● **Page text**:
------------------------------------------------

[prev in list] [next in list] [prev in thread] [next in thread] 

List:       linux-ha-dev
Subject:    Re: [Linux-ha-dev] ERROR: socket_resume_io_write() on Sun
From:       Guochun Shi <gshi () ncsa ! uiuc ! edu>
Date:       2004-12-20 0:22:30
Message-ID: 5.1.0.14.2.20041219182121.05e41898 () pop ! ncsa ! uiuc ! edu
[Download RAW message or body]

not yet
but I plan to do so if it does not break anything

-Guochun

At 10:54 PM 12/19/2004 +0100, you wrote:
>gshi, did this patch also go into CVS?
>
>On Fri, 17 Dec 2004 14:36:20 -0600, Guochun Shi <gshi@ncsa.uiuc.edu> wrote:
>> Mark,
>> 
>> The previous patch breaks client leave callback, please apply the following patch instead:
>> 
>> 
>> Index: hb_api.c
>> ===================================================================
>> RCS file: /home/cvs/linux-ha/linux-ha/heartbeat/hb_api.c,v
>> retrieving revision 1.124
>> diff -u -2 -r1.124 hb_api.c
>> --- hb_api.c    14 Dec 2004 22:12:31 -0000      1.124
>> +++ hb_api.c    17 Dec 2004 20:31:28 -0000
>> @@ -415,4 +415,8 @@
>> 
>>                         if (client->removereason && !client->isindispatch) {
>> +                               if (ANYDEBUG){
>> +                                       cl_log(LOG_DEBUG, "api_remove_client_pid: client is "

------------------------------------------------

● **Dataset**:
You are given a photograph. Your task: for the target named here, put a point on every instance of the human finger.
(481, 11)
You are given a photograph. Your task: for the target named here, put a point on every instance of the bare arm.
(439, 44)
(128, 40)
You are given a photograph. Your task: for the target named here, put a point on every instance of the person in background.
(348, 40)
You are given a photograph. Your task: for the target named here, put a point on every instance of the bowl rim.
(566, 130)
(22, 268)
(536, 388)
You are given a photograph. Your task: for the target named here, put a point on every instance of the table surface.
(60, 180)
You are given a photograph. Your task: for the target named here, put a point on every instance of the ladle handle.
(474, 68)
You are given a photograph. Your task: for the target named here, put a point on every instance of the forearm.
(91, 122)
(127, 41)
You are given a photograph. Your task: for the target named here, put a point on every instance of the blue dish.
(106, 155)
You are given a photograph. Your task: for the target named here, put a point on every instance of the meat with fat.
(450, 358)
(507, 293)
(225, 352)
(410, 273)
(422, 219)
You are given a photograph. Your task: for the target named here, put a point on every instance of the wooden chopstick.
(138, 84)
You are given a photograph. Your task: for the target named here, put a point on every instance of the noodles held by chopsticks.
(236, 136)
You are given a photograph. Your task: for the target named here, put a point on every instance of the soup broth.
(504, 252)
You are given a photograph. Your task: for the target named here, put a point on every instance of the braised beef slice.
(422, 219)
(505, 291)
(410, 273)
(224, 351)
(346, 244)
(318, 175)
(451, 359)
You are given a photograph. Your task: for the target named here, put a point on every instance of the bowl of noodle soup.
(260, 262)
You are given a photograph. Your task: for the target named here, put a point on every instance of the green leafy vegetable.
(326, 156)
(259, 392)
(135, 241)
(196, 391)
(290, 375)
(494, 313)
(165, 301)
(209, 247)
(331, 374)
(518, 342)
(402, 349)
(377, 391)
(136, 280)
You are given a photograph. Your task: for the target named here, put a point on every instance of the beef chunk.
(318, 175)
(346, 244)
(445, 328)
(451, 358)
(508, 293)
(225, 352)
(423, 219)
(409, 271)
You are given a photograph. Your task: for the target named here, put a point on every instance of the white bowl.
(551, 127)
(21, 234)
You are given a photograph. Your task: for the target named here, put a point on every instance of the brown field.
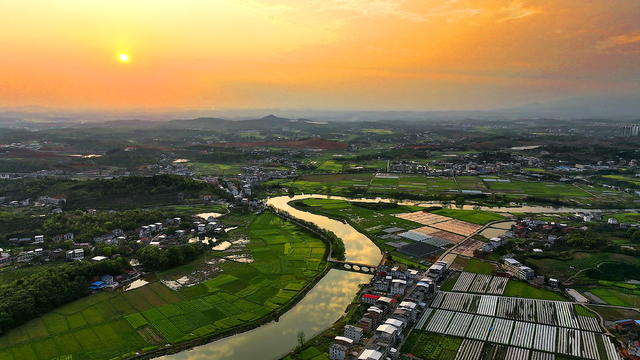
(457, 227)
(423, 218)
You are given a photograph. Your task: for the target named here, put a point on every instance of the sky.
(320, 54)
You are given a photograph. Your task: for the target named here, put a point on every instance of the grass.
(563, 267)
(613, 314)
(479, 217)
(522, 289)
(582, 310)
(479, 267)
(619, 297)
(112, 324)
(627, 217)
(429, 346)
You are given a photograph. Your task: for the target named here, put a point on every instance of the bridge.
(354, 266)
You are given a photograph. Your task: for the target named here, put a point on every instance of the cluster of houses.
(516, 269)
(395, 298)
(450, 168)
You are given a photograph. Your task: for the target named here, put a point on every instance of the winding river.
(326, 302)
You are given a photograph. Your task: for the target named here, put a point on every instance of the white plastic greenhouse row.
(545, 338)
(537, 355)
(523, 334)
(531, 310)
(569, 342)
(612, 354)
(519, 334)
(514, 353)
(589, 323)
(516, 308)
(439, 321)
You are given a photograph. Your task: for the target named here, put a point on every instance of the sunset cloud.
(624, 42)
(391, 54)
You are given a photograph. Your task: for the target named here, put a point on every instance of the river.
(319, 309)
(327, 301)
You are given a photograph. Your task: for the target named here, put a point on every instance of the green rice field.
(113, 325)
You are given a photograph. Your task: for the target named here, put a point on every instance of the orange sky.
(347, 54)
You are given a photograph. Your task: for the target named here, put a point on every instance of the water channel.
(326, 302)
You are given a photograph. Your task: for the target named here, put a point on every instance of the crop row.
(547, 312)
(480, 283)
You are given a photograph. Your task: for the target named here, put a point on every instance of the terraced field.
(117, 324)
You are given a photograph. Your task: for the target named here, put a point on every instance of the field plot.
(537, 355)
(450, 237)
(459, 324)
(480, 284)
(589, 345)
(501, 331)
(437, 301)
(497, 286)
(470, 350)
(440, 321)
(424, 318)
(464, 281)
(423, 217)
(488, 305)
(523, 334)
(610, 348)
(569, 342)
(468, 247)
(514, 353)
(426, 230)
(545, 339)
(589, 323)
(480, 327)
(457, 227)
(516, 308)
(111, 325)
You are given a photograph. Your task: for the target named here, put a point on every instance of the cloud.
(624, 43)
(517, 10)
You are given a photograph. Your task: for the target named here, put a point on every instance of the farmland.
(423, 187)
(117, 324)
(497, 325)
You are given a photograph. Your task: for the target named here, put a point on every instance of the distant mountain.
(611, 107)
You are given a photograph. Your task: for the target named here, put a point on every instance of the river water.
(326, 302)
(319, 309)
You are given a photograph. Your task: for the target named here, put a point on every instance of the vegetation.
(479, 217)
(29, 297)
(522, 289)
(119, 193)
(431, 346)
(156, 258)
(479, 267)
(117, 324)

------------------------------------------------

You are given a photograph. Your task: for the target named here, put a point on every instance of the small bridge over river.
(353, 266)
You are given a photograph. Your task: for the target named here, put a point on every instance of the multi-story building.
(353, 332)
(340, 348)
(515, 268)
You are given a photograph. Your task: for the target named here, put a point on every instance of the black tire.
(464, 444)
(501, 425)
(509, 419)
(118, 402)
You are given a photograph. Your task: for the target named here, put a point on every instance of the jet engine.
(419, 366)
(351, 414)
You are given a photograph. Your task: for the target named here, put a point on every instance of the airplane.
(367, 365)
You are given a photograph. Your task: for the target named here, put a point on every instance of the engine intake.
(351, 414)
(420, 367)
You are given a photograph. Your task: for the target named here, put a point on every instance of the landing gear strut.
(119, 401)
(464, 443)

------------------------------------------------

● **Problems**:
1 - Answer these about the mailing-list message:
(a) Which file does the patch change?
(b) What does the message say the previous patch breaks?
(c) Has the patch gone into CVS yet?
2 - List every line of the records that contains the string "bowl".
The mailing-list message and the records have nothing to do with each other.

● **Task-by-task outputs**:
1 -
(a) hb_api.c
(b) The client leave callback.
(c) Not yet. The plan is to add it if it does not break anything.

2 -
You are given a photograph. Your task: for the target named here, put a point on every instance of the bowl rim.
You are given a photograph. Your task: for the target named here, put a point on every instance of the bowl of noodle soup.
You are given a photograph. Your task: for the target named here, put a point on every instance of the white bowl.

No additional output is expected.